(WRITTEN TASK A):
Reproduce the entries word for word, everything from the very first entry down to the line containing "[(394, 233)]", with both ends included.
** start TEXT SECTION **
Can I say the workbench? I didn't buy a bench but did buy the lumber and vises to build it. It has opened up so many more possibilities for work holding than my old wall mounted utility bench. The shop is a better place just for having it in there.

Runners up would be: Floor standing drill press (used Delta) and Stanley #45 combo plane


----------



## TheDane (May 15, 2008)

My Hitachi 12" SCMS … makes breaking stick stock down much faster/easier/safer, and I have found the depth-of-cut function very useful for the dados I needed when I built my ShopDog sawhorses.


----------



## Pimzedd (Jan 22, 2007)

Stanley 220 block plane I bought for $5 at an estate sale. After cleaning and sharpening, it works great.


----------



## distrbd (Sep 14, 2011)

I bought a Dowelmax set fro $100 and is by far the best tool in my shop for 2013.


----------



## bowedcurly (Aug 31, 2013)
** end TEXT SECTION **
** start DATA LINES **
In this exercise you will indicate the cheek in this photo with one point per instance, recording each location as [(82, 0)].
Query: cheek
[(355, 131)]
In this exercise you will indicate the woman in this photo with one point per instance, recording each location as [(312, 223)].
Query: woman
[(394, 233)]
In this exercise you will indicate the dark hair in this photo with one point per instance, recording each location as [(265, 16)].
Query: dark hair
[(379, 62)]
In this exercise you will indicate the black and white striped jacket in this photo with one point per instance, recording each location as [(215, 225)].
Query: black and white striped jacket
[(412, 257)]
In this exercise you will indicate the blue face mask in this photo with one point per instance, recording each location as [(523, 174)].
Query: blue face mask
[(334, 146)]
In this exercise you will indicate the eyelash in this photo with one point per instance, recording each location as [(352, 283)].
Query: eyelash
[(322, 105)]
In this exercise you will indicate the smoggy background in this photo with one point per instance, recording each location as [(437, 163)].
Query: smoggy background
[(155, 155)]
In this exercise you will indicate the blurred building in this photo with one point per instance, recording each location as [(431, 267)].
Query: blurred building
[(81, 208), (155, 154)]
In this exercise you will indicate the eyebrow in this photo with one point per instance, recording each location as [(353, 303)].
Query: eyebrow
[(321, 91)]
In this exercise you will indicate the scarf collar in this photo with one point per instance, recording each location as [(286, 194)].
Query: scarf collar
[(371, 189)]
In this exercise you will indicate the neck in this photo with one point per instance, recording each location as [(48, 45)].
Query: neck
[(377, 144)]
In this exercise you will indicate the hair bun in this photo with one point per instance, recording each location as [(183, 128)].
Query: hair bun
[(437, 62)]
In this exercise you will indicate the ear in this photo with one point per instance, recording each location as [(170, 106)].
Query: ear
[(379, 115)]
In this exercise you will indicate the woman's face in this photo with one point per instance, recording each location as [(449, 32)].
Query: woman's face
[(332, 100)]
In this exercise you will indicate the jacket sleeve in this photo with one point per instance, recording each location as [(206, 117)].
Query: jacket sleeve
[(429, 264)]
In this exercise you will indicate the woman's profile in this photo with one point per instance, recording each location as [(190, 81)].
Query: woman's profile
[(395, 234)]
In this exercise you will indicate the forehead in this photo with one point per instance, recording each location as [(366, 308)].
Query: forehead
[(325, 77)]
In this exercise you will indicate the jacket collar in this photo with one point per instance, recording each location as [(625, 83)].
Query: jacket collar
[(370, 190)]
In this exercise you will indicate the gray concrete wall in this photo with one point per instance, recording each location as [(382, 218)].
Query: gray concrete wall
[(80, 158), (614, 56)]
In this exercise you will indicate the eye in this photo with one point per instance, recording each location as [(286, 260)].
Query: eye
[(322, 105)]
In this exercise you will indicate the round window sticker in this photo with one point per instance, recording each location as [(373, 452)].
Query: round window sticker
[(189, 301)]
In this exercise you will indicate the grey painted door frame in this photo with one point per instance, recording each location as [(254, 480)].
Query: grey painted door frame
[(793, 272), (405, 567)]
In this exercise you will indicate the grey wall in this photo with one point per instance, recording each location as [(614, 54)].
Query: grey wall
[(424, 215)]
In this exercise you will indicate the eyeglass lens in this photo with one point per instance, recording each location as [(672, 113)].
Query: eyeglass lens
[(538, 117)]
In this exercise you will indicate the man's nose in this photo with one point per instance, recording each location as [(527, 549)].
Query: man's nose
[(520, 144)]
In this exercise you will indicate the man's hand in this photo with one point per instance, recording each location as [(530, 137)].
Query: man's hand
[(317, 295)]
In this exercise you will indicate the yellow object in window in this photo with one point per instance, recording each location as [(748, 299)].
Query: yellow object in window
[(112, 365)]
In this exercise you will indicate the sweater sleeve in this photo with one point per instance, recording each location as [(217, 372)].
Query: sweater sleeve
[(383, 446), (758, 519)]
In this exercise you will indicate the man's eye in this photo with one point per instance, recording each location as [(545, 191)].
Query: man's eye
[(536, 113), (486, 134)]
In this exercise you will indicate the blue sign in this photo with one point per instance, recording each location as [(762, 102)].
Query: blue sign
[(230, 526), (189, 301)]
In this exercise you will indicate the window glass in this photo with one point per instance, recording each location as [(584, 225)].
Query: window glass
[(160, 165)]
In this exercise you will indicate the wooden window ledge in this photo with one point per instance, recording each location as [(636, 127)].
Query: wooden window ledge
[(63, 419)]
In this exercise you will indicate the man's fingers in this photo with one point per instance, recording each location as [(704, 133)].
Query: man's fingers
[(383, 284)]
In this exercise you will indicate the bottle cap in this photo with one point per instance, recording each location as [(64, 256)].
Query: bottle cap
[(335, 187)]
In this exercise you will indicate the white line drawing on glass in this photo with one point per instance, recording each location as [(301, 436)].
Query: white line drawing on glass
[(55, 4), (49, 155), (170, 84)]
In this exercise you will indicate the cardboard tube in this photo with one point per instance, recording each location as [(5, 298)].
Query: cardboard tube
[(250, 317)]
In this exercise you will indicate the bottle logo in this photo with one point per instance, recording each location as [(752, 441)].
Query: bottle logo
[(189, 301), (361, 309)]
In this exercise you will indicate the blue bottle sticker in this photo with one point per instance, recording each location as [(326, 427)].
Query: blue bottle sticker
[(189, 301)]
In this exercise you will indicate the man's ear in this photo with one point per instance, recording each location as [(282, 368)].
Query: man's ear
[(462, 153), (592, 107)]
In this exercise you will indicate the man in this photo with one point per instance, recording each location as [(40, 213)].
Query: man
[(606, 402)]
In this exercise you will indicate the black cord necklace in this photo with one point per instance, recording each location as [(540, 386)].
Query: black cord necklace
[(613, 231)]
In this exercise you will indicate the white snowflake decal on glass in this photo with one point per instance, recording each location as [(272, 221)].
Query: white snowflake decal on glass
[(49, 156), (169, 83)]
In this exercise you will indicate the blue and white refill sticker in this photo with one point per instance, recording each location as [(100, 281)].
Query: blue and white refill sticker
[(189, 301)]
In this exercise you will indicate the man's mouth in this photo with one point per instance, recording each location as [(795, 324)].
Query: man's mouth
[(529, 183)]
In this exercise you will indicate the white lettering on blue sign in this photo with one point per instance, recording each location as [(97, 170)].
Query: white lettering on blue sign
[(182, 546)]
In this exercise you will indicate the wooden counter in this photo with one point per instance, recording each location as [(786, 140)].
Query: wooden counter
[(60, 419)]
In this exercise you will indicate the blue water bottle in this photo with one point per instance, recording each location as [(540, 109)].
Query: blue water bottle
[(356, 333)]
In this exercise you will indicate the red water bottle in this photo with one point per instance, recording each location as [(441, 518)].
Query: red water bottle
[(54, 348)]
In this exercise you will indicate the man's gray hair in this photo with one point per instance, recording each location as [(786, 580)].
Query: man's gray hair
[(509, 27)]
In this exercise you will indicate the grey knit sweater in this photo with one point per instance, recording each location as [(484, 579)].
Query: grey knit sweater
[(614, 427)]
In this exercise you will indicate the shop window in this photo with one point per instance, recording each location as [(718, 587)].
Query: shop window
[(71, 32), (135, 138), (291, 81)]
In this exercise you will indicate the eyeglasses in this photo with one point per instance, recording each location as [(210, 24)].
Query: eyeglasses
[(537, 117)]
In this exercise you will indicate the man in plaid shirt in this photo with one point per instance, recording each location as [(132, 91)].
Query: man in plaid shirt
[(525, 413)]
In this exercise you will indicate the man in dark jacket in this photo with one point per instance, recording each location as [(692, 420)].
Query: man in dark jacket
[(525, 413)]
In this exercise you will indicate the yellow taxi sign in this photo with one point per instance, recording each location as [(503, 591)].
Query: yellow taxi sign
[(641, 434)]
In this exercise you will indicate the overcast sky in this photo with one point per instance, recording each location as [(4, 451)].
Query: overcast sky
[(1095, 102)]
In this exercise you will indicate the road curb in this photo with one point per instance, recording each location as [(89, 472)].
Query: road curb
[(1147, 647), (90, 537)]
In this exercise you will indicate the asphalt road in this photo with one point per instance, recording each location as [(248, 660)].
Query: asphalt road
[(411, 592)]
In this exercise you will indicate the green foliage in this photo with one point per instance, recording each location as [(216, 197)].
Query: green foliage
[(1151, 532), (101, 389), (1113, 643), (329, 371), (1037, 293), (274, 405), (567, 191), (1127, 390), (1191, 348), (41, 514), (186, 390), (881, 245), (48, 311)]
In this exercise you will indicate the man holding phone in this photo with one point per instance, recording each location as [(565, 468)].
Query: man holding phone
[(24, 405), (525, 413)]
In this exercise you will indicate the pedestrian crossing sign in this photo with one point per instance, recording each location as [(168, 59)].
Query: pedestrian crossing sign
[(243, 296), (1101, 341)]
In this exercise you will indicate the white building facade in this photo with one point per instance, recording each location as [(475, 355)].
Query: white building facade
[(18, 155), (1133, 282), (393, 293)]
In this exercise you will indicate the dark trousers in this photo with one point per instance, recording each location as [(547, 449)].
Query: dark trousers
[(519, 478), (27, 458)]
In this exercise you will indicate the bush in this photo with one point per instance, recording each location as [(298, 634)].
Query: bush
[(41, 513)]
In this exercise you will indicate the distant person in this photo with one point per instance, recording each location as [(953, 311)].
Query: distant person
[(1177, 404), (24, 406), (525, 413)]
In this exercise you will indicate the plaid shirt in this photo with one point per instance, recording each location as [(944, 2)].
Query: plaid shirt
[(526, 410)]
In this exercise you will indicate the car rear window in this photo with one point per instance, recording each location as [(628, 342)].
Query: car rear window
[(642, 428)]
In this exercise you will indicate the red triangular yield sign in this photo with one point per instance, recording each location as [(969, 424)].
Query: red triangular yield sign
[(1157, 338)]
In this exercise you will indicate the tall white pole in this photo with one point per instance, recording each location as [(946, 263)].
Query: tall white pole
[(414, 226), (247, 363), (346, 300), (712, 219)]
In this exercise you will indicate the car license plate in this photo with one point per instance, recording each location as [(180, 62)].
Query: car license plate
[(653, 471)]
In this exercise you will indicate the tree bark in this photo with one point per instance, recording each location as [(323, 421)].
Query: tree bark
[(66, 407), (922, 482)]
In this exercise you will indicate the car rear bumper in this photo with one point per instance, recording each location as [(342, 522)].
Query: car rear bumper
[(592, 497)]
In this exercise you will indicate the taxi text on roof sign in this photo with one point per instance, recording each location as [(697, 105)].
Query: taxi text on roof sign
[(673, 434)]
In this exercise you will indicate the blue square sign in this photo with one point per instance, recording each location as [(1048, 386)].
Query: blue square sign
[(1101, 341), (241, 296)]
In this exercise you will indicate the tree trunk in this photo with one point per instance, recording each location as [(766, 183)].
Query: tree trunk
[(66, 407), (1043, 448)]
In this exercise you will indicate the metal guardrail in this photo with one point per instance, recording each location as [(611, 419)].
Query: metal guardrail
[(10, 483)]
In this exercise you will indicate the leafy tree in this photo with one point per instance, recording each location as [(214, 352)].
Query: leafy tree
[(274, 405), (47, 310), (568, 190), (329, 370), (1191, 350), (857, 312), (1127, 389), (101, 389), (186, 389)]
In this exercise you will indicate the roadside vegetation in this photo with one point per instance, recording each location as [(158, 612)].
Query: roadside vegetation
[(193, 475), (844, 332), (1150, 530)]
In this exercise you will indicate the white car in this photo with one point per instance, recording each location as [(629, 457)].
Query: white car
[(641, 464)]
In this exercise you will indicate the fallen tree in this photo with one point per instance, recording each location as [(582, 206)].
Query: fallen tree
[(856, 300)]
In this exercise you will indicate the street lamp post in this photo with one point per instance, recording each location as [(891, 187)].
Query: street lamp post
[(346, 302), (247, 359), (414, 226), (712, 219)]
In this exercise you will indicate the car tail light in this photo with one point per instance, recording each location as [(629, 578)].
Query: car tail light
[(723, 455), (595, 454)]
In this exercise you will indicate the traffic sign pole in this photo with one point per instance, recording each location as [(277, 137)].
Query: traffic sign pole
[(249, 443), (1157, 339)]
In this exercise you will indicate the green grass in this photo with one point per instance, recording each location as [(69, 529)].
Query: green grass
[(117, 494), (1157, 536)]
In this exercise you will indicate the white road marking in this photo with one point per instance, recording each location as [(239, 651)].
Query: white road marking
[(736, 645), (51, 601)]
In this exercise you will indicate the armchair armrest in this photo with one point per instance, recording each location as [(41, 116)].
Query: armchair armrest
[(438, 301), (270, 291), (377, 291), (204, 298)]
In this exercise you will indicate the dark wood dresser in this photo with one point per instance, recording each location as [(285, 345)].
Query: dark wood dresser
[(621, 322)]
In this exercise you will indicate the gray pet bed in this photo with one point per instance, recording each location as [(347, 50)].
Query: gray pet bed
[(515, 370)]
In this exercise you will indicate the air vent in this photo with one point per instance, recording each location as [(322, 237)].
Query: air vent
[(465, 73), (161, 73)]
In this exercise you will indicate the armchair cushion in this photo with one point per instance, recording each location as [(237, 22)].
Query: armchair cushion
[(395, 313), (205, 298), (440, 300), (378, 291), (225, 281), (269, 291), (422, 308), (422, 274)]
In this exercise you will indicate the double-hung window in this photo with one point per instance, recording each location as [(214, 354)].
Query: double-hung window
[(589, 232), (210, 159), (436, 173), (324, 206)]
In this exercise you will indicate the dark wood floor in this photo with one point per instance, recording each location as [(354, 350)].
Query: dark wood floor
** end DATA LINES **
(WRITTEN TASK B):
Answer from the woodworking tool thread above:
(i) How much was paid for the Stanley 220 block plane?
(ii) Which saw is said to make breaking stick stock down much faster, easier and safer?
(iii) Which plane is listed among the runners-up alongside the floor standing drill press?

(TASK RESULT A):
In this exercise you will indicate the cheek in this photo with one point per instance, recording each location as [(82, 0)].
Query: cheek
[(355, 131)]
In this exercise you will indicate the woman in this photo with one point per instance, recording each location as [(312, 223)].
Query: woman
[(394, 233)]

(TASK RESULT B):
(i) $5, at an estate sale.
(ii) The Hitachi 12" SCMS.
(iii) The Stanley #45 combo plane.